* _Work to be completed_
Recast the listing below as a Markdown table with two columns, Number and Entry, one row per line, skipping blank lines and leaving out the pictures.

* _Entries shown_
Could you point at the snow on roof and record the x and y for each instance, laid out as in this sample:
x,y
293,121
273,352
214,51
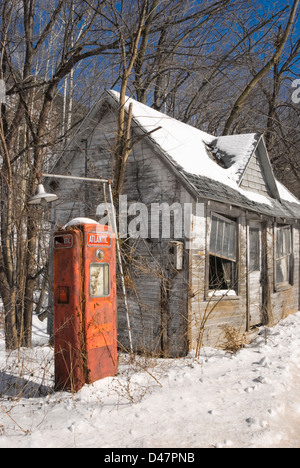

* _Output of the exercise_
| Number | Entry |
|---|---|
| 1 | Could you point at the snow on roof and record the x and y for each instance, laid out as in this sample: |
| 2 | x,y |
| 3 | 293,121 |
| 4 | 273,352 |
| 5 | 214,51 |